Task directions: Although the records contain pictures, only their text should be repeated, exactly as it stands.

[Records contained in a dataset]
#####
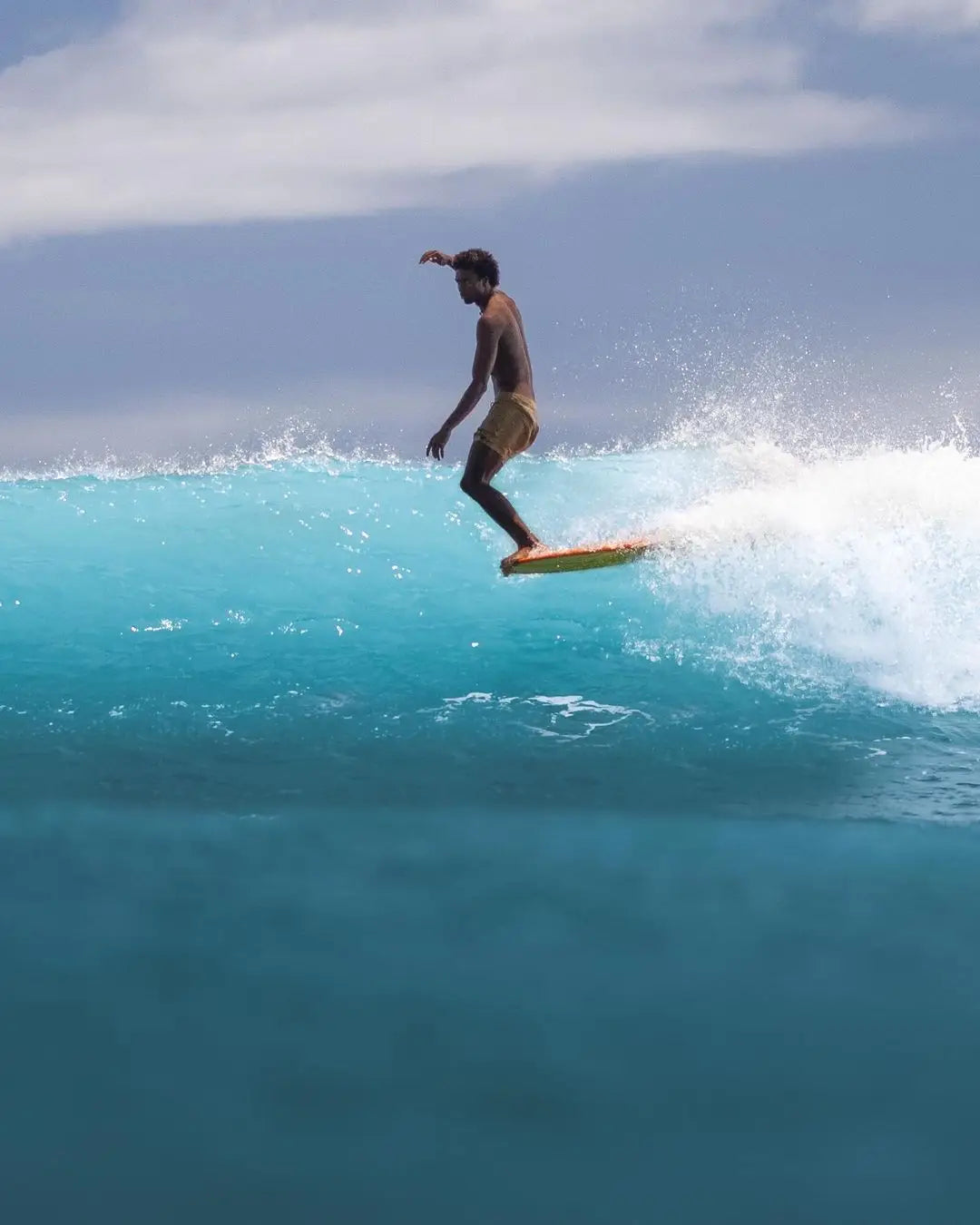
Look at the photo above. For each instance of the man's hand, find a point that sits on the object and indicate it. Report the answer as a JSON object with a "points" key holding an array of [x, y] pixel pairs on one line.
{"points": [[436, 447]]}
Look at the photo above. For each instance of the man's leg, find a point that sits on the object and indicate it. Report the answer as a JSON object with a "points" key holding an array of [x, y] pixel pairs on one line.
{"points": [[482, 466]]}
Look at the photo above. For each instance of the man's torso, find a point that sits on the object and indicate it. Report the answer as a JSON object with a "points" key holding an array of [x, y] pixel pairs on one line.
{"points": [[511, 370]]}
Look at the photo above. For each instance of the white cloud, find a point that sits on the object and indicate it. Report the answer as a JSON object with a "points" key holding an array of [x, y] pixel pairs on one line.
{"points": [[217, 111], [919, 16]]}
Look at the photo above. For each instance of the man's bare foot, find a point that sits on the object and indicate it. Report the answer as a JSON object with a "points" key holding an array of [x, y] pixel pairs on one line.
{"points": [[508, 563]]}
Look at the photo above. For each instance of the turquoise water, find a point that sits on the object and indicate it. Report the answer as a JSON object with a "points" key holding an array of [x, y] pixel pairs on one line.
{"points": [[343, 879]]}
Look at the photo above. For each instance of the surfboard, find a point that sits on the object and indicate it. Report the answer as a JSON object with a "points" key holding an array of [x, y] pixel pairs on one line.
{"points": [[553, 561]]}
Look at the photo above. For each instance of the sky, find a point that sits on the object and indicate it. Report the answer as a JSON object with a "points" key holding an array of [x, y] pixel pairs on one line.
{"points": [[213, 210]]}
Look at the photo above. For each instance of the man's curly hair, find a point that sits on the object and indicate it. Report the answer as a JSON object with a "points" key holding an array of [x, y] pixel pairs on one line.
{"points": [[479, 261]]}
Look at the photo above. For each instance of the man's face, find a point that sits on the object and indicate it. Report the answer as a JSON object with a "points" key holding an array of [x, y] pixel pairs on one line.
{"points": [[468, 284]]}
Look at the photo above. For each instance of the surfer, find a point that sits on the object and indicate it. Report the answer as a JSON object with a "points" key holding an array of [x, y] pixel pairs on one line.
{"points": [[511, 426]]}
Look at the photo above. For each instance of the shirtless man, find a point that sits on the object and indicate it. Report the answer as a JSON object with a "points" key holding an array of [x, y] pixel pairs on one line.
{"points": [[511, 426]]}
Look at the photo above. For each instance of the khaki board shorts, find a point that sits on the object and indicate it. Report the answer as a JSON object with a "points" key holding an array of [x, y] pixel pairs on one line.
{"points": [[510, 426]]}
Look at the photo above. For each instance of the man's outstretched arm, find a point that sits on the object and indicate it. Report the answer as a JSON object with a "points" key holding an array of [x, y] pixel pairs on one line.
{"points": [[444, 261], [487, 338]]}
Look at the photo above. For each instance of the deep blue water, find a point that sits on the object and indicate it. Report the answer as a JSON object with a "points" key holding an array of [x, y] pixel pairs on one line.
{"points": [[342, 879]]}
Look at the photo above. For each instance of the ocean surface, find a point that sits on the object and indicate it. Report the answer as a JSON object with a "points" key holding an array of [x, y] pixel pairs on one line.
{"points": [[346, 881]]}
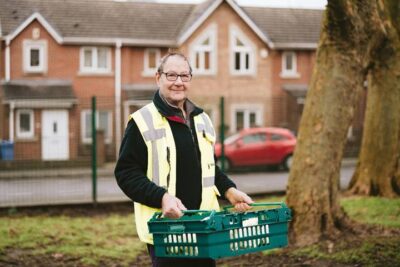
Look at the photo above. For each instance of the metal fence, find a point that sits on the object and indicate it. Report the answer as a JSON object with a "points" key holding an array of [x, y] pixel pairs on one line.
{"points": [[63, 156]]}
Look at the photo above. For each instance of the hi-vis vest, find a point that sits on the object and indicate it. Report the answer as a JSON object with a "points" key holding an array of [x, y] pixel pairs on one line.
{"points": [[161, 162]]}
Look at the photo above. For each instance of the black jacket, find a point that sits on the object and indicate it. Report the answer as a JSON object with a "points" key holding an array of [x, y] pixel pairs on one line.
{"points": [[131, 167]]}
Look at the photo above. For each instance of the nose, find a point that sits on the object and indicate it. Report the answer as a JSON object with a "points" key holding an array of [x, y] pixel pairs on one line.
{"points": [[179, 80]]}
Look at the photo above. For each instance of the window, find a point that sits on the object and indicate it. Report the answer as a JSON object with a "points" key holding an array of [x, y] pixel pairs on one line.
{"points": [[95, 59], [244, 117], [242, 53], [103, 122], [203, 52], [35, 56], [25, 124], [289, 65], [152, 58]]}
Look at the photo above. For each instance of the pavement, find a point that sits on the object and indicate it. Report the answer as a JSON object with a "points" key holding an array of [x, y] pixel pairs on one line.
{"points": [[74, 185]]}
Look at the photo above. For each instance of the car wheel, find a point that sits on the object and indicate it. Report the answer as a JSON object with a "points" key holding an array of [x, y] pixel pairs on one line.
#####
Result for this exercise:
Look at the photo above. For each instance of the man's hand, find a point that sits on the object and indicate it. Report the answer as a JSON object with a "points" key holding an array of [x, y] pixel pairs on one line.
{"points": [[436, 447]]}
Look at the photo above. For each instance of the man's leg, find a point that sits on the object and indicate it. Report the answer as a JSON object with a "points" key holding an array of [x, y] pixel pairs on one line.
{"points": [[482, 466]]}
Look at the photo above. For each instance of the man's torso, find a point that sits on the object and indicate it. Report the answer as a JSON object with a "points" key holding an array of [x, y] pixel pairs on one line.
{"points": [[511, 370]]}
Look at the photo above. For each instance of the white cloud, find a point that sits on the object and indicate it. Report the answer as a JSON object with a "points" key holding an array of [x, y] pixel pairs on one line.
{"points": [[217, 111], [919, 16]]}
Look at the photo above. For each instance of the man's bare foot, find a point that sits on the object and indicate it. Report the answer as a JSON object with a "points" key holding an array of [x, y] pixel pairs on one line.
{"points": [[508, 563]]}
Look at the photo above. For each instance of the turquoise water, find a point that sits on the object and indicate it. Report the answer as a JSON object with a "points" key holding an array of [x, y] pixel pairs on one line.
{"points": [[343, 879]]}
Look at the photo above. For each instance of the surfboard, find a point that sits on the object and indicate it. Report the answer as a JSON object with a "points" key holding an array of [x, y] pixel pairs on one line.
{"points": [[553, 561]]}
Look at the photo above. For each instance of the sky, find a point that sits on the object and indicate it. Report the answer as a JSON object with a "points" key holding an array of [x, y] pixel pairs on one line.
{"points": [[213, 210]]}
Look at the photo above. For each instance of the man's curly hair, find a point that sits on the object and indicate it. Report the answer as a JSON object with a "points" key holding an array of [x, y] pixel pairs on one line.
{"points": [[479, 261]]}
Look at the photo above. For each instance of the man's face, find a point that sits on the object and indicate it. Report the answer as a JSON object with a "points" key holding an array of [x, y] pixel pairs on one line.
{"points": [[468, 284]]}
Look at the photo above. For each instance of the surfer, find a point that sits on the object and indicate it. Report the answer as a JSON object with a "points" key holding an array of [x, y] pixel pairs on one line.
{"points": [[511, 426]]}
Look at the photo above. For each instance of the shirtless man, find a point that sits on the object and indicate it. Report the answer as a JSON object with a "points" key holding an array of [x, y] pixel pairs on one line.
{"points": [[511, 426]]}
Look at the photo above. For each instance of the khaki board shorts, find a point that sits on the object and indicate it. Report the answer as a JSON object with a "points" key holding an array of [x, y] pixel pairs on one line.
{"points": [[510, 426]]}
Look at the photo above. For each instance of the man's outstretched arm, find a point that sits on the object and indicate it. Report the answer as a JSON object with a "points" key holding an array of [x, y] pixel pairs on one line.
{"points": [[444, 261], [487, 338]]}
Look at the photo above. For each instance of the deep blue water, find a point that sits on the object and indicate it. Report the answer as a JSON object with a "points" key holding an array of [x, y] pixel pairs on one line.
{"points": [[342, 879]]}
Look at the photo above. For each instance of the ocean surface, find a point that sits on the object and indicate it. Report the answer as a JSON object with a "points" key holding an array of [x, y] pixel pairs on one line.
{"points": [[346, 881]]}
Look at the photo above. For each instance of the metal fence, find a point that sits on the object and indicate it. Report the answer as a JSON object with a "points" key holding an array of [x, y] pixel pairs on one line.
{"points": [[63, 156]]}
Look at the photo above. For each instance of the hi-vis vest, find a point that sits on the object and indicate it. Report the answer as a JSON object with a "points" key holding an array of [x, y] pixel pairs on one line.
{"points": [[161, 162]]}
Look at the photo above. For each instance of the black jacket, find a point that sits on the object and indicate it. Report the answer as a JSON object with a "points" key holding an array of [x, y] pixel pairs on one line.
{"points": [[131, 167]]}
Look at the photo above. For each instance of the nose, find a point that sits on the object and indicate it. Report the answer as a JSON object with a "points" key holding an array of [x, y] pixel pairs on one line.
{"points": [[179, 80]]}
Look at the photo above. For each instance of the window, find a point that sits on the object and indicate it. Report the answer as a JSON object with a "points" key holding an array of [x, y] pixel pairs on one line.
{"points": [[95, 59], [244, 117], [242, 53], [103, 122], [203, 52], [35, 56], [25, 124], [289, 65], [152, 58]]}
Look at the photo above. For each instance of the pavement, find a point that sits on the object and indicate it. Report the answer as a JSON object with a "points" key holding an array of [x, y] pixel pairs on one line.
{"points": [[74, 185]]}
Look at the photo above. For each instance of the car wheel, find a point that sits on the object and indicate it. Report the answer as a JSON object with a "points" key holding an array of [x, y] pixel pairs on one line.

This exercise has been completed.